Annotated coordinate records
--------------------------------------------------
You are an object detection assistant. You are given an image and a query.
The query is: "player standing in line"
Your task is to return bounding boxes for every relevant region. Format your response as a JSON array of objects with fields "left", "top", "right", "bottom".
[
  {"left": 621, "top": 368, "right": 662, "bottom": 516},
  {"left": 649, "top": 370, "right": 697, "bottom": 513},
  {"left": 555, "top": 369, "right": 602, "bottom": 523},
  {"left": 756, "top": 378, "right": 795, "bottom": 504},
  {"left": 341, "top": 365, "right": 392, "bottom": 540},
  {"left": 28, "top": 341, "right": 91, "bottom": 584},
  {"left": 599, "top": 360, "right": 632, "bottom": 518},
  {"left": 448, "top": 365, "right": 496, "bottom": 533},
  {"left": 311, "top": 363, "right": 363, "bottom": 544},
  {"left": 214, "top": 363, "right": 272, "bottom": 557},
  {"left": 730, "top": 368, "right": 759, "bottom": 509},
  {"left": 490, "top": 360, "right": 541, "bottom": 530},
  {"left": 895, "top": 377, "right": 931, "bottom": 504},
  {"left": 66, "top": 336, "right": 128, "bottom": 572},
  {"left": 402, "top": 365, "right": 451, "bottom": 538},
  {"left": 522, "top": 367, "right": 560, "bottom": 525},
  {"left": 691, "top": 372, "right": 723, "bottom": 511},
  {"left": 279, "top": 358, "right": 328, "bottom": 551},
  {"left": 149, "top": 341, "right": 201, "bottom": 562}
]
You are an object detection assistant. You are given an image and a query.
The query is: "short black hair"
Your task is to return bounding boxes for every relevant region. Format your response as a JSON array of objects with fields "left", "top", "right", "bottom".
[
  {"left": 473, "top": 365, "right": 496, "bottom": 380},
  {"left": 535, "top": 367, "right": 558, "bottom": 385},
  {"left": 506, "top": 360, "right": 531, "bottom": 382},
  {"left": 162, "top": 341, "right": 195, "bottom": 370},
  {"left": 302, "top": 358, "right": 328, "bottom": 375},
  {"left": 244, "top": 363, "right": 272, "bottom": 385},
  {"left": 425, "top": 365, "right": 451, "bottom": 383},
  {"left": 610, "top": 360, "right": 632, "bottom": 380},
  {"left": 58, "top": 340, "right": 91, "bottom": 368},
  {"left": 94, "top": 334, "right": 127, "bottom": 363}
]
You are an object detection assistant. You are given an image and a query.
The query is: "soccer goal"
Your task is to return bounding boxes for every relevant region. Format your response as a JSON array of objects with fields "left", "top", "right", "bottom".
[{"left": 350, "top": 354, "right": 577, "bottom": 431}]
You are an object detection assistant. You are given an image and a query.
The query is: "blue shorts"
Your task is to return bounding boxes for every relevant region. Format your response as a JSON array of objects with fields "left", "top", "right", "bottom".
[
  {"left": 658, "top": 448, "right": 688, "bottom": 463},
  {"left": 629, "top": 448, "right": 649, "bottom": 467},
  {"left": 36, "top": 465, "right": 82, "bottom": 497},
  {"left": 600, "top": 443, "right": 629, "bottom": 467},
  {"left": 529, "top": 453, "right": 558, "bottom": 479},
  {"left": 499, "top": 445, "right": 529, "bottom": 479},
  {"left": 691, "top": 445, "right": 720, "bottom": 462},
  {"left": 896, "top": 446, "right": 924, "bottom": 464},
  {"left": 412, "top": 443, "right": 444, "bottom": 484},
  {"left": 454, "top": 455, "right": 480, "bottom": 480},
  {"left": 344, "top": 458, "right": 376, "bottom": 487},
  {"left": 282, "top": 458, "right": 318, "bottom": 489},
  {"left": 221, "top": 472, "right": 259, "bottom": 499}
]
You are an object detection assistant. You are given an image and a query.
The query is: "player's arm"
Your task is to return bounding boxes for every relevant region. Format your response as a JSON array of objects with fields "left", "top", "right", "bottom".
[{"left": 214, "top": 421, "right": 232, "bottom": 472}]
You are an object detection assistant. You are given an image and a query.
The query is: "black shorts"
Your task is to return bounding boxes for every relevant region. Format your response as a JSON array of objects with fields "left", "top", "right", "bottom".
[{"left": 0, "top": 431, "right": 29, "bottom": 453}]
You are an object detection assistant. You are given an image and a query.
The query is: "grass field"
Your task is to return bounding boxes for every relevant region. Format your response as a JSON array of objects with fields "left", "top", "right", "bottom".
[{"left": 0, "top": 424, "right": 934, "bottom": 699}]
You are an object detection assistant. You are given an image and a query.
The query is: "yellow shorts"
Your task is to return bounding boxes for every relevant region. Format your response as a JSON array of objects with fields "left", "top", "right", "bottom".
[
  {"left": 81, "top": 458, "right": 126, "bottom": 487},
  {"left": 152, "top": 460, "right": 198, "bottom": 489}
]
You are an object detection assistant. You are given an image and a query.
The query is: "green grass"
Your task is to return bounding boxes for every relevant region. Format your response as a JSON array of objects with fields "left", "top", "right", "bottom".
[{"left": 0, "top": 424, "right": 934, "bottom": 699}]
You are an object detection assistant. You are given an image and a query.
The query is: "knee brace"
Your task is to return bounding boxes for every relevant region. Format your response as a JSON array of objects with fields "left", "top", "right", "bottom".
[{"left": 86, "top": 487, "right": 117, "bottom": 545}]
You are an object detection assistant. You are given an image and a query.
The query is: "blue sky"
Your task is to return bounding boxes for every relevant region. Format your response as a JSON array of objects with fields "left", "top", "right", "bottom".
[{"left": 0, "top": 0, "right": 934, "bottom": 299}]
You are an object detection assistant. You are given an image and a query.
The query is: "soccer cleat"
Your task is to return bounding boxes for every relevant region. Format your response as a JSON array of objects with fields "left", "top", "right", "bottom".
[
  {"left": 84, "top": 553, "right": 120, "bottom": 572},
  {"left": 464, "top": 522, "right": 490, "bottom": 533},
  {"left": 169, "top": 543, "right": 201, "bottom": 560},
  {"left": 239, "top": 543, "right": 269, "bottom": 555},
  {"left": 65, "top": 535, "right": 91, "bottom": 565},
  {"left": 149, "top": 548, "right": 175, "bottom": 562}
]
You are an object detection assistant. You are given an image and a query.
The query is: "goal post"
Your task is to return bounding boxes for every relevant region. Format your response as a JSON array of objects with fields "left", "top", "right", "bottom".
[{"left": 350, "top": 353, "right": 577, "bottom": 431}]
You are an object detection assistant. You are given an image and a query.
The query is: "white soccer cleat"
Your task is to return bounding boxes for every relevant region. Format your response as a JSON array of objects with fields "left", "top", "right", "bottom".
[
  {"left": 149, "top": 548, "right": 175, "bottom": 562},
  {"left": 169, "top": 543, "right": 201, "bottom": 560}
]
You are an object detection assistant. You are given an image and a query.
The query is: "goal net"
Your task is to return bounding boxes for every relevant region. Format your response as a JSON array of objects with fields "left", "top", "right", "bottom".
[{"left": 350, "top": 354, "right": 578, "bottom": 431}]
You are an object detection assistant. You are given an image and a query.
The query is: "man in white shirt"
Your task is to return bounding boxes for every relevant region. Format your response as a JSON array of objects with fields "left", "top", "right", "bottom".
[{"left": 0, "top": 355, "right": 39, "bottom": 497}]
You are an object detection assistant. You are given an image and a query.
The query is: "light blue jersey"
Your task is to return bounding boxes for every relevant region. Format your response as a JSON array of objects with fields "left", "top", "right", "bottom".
--------------------------------------------------
● **GOAL OF THE EXERCISE**: Please quote the data above in full, with no line missing.

● **COMPLETED TASK**:
You are an object detection assistant. You are given an image and a query.
The query is: "player standing in line"
Your task is to return bounding boxes for every relevant region. Format your response as a JSON array of objects with fields "left", "top", "right", "bottom".
[
  {"left": 621, "top": 368, "right": 662, "bottom": 516},
  {"left": 649, "top": 370, "right": 697, "bottom": 513},
  {"left": 555, "top": 369, "right": 602, "bottom": 523},
  {"left": 756, "top": 378, "right": 795, "bottom": 504},
  {"left": 341, "top": 365, "right": 392, "bottom": 540},
  {"left": 28, "top": 341, "right": 91, "bottom": 584},
  {"left": 599, "top": 360, "right": 632, "bottom": 518},
  {"left": 448, "top": 365, "right": 496, "bottom": 533},
  {"left": 311, "top": 363, "right": 363, "bottom": 544},
  {"left": 214, "top": 363, "right": 272, "bottom": 557},
  {"left": 730, "top": 368, "right": 759, "bottom": 509},
  {"left": 490, "top": 360, "right": 541, "bottom": 530},
  {"left": 895, "top": 377, "right": 931, "bottom": 504},
  {"left": 66, "top": 336, "right": 128, "bottom": 572},
  {"left": 402, "top": 365, "right": 451, "bottom": 538},
  {"left": 522, "top": 367, "right": 560, "bottom": 525},
  {"left": 691, "top": 372, "right": 723, "bottom": 511},
  {"left": 279, "top": 358, "right": 328, "bottom": 551},
  {"left": 149, "top": 341, "right": 201, "bottom": 562}
]
You are an object detection assistant. You are given an image and a query.
The query is: "short black hair"
Your task is to return bounding boxes for every relevant region. Format your response as a JSON array of objects with fields "left", "top", "right", "bottom".
[
  {"left": 473, "top": 365, "right": 496, "bottom": 380},
  {"left": 535, "top": 367, "right": 558, "bottom": 385},
  {"left": 506, "top": 360, "right": 531, "bottom": 382},
  {"left": 162, "top": 341, "right": 195, "bottom": 370},
  {"left": 302, "top": 358, "right": 328, "bottom": 375},
  {"left": 244, "top": 363, "right": 272, "bottom": 385},
  {"left": 425, "top": 365, "right": 451, "bottom": 383},
  {"left": 610, "top": 360, "right": 632, "bottom": 380},
  {"left": 58, "top": 340, "right": 91, "bottom": 368},
  {"left": 94, "top": 334, "right": 127, "bottom": 363}
]
You are an object detection assistant. You are given an image and a query.
The query is: "soccer goal"
Your task is to return bounding boxes for every relevant region. Format your response as a JSON array of objects with fields "left", "top", "right", "bottom".
[{"left": 350, "top": 354, "right": 577, "bottom": 431}]
You are an object detection assistant. You are given an image and a query.
The query is: "blue shorts"
Your task is to return bounding boxes for every relevant region. Format your response as a JSON array of objects with fields "left", "top", "right", "bottom".
[
  {"left": 658, "top": 448, "right": 688, "bottom": 463},
  {"left": 629, "top": 448, "right": 649, "bottom": 467},
  {"left": 36, "top": 465, "right": 82, "bottom": 497},
  {"left": 600, "top": 443, "right": 629, "bottom": 467},
  {"left": 529, "top": 453, "right": 558, "bottom": 479},
  {"left": 499, "top": 445, "right": 529, "bottom": 479},
  {"left": 691, "top": 445, "right": 720, "bottom": 462},
  {"left": 896, "top": 446, "right": 924, "bottom": 464},
  {"left": 412, "top": 443, "right": 444, "bottom": 484},
  {"left": 454, "top": 455, "right": 480, "bottom": 480},
  {"left": 344, "top": 458, "right": 376, "bottom": 487},
  {"left": 282, "top": 458, "right": 318, "bottom": 489},
  {"left": 221, "top": 472, "right": 259, "bottom": 499}
]
You are an object detection assistant. You are given an image and a query.
The query is: "player's arm"
Your task is to return bounding boxes for every relevant region. Format your response as a JSON array of objects with fields "left", "top", "right", "bottom".
[{"left": 214, "top": 421, "right": 232, "bottom": 472}]
You are an object detection assistant. You are given an image and a query.
The query is: "black shorts"
Your task is to return bounding boxes for every relevant region. Format your response as a JSON array of objects with fields "left", "top", "right", "bottom".
[{"left": 0, "top": 431, "right": 29, "bottom": 453}]
You are an object detection assistant. You are given an image and a query.
The query is: "grass field"
Your task is to return bounding boxes for every relevant region. Format your response as a JSON array of objects with fields "left", "top", "right", "bottom".
[{"left": 0, "top": 424, "right": 934, "bottom": 699}]
You are an object detection assistant. You are given an image and a query.
The query is: "yellow shorts"
Your task is to return bounding boxes for every relevant region. Format your response as a JSON array of objects with fields "left", "top", "right", "bottom".
[
  {"left": 81, "top": 458, "right": 126, "bottom": 487},
  {"left": 152, "top": 460, "right": 198, "bottom": 489}
]
You are an object detection assistant. You are given an image and a query.
The query is: "green grass"
Your task is to return bounding boxes for every relevant region. Format your response as a JSON array of objects with fields "left", "top", "right", "bottom".
[{"left": 0, "top": 424, "right": 934, "bottom": 699}]
You are an object detection assistant. You are given an image and a query.
The query is: "knee brace"
Your task is to return bounding boxes for every relevant region. Format your response as a JSON array of objects with fields "left", "top", "right", "bottom".
[{"left": 86, "top": 487, "right": 117, "bottom": 545}]
You are an object detection assistant. You are given an image and a query.
The query is: "blue sky"
Your task is to return bounding boxes for every relevant region. Format your response as a JSON array of objects with fields "left", "top", "right", "bottom".
[{"left": 0, "top": 0, "right": 934, "bottom": 299}]
You are an object detection assistant. You are given an image and a query.
The query is: "soccer cleat"
Your task is to return bounding boxes for every relevant region. Format your response as a JSON array of objects with fields "left", "top", "right", "bottom".
[
  {"left": 84, "top": 553, "right": 120, "bottom": 572},
  {"left": 464, "top": 522, "right": 490, "bottom": 533},
  {"left": 169, "top": 543, "right": 201, "bottom": 560},
  {"left": 239, "top": 543, "right": 269, "bottom": 555},
  {"left": 65, "top": 535, "right": 91, "bottom": 565},
  {"left": 149, "top": 548, "right": 175, "bottom": 562}
]
You are an object detection assistant. You are given an image and a query.
The query is: "goal post"
Your task is to return bounding boxes for every relevant region. Format your response as a JSON array of objects with fields "left", "top", "right", "bottom".
[{"left": 350, "top": 353, "right": 577, "bottom": 431}]
You are an object detection assistant. You are given an image and a query.
The query is: "white soccer cleat"
Your task is to return bounding boxes for every relevant region. Format your response as a JSON array of objects with fields "left", "top", "right", "bottom".
[
  {"left": 149, "top": 548, "right": 175, "bottom": 562},
  {"left": 169, "top": 543, "right": 201, "bottom": 560}
]
You are an object detection assistant. You are given an image and a query.
The query is: "goal net"
Your task is to return bounding boxes for every relevant region. Format your response as a JSON array of objects with fields "left", "top", "right", "bottom".
[{"left": 350, "top": 354, "right": 578, "bottom": 431}]
You are an object detection assistant. You are given an image and a query.
The query is: "man in white shirt"
Your task is to return bounding boxes for every relevant region. Format your response as a JSON array of objects with fields "left", "top", "right", "bottom".
[{"left": 0, "top": 355, "right": 39, "bottom": 497}]
You are an object detection assistant. You are given an image and a query.
The query is: "light blue jersey"
Your task is to return bounding boxes for every relevant region. Format your response as a JSON array of objects with fields "left", "top", "right", "bottom".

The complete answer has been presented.